▸ TO BE DONE: Give every line below again, exactly.

▸ INPUT FOR THIS TASK:
# # # #

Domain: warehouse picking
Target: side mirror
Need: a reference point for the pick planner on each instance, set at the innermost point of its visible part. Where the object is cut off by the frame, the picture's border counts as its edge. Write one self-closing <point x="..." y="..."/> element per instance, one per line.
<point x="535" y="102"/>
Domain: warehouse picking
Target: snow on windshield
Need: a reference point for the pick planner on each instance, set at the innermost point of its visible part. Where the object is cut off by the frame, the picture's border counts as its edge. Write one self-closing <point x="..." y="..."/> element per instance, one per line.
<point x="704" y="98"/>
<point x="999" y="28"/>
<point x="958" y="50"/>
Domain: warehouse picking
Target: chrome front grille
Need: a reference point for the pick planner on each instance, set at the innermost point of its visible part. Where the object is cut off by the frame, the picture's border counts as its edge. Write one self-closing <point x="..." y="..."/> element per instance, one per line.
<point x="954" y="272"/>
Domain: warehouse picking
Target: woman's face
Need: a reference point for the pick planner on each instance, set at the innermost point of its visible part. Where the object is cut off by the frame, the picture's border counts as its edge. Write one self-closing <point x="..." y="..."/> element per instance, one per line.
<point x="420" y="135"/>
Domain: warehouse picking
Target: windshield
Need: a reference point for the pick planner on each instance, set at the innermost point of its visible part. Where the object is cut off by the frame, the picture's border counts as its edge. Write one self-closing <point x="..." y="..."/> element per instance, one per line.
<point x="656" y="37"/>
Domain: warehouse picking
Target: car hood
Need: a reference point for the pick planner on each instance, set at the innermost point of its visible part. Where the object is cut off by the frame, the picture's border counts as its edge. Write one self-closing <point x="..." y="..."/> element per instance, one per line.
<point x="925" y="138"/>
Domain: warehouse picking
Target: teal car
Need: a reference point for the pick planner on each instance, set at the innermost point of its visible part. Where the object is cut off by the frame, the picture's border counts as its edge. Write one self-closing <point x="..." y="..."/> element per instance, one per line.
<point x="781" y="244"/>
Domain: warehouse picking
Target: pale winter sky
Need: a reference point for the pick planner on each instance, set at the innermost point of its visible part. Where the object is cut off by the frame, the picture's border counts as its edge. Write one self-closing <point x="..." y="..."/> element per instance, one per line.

# # # #

▸ RESULT OF THE EXERCISE:
Domain: warehouse picking
Target: side mirror
Need: a reference point for the pick planner on each instance, set at the innermost point of its visible part. Where the object is cut off by the frame, the picture's border counts as its edge. Write one self-closing <point x="..." y="..."/> element per instance, one per line.
<point x="535" y="102"/>
Domain: warehouse picking
Target: snow on windshield
Need: a reference point for the pick planner on each instance, set at the innermost point of its visible part. Where the object is cut off by the frame, the picture's border counts as its edge. Write one self-closing <point x="..." y="..."/> element per instance, one per line.
<point x="704" y="98"/>
<point x="999" y="28"/>
<point x="958" y="50"/>
Domain: warehouse picking
Target: chrome front grille
Need: a reference point for the pick planner on each instance, set at the innermost point of its visible part. Where the object is cut off by the frame, the picture's border counts as its edge. Write one self-closing <point x="..." y="..."/> element per instance, one per line.
<point x="954" y="272"/>
Domain: warehouse picking
Target: woman's face
Need: a reference point for the pick planner on each instance, set at the innermost point of its visible part. Where the object is cut off by the frame, the picture's border counts as its edge. Write one self-closing <point x="..." y="..."/> element per instance, one per line.
<point x="420" y="135"/>
Domain: warehouse picking
Target: windshield
Need: a reference point for the pick planner on each instance, set at the innermost point of its visible part. Where the object is cut off by the frame, the picture's border counts as its edge. Write one self-closing <point x="..." y="..."/> element per instance, one per line.
<point x="656" y="37"/>
Domain: warehouse picking
Target: car hood
Need: a reference point for the pick planner on each instance, set at the innermost point of its visible part. Where the object is cut off by the frame, the picture's border counts as its edge. Write one self-closing <point x="..." y="..."/> element per instance, one per line.
<point x="925" y="138"/>
Domain: warehouse picking
Target: teal car
Need: a reference point for the pick planner on each instance, set at the innermost point of its visible part. Where the object is cut off by the frame, the picture's border counts as its edge. Write one self-closing <point x="..." y="..."/> element per instance, one per line.
<point x="781" y="244"/>
Domain: warehouse picking
Target: pale winter sky
Need: a reference point for the pick planner on each instance, set at the innermost point of its visible part. Where the object is cut off by the frame, the picture's border counts as its edge. Write one self-closing <point x="..." y="..."/> element per instance, one per line.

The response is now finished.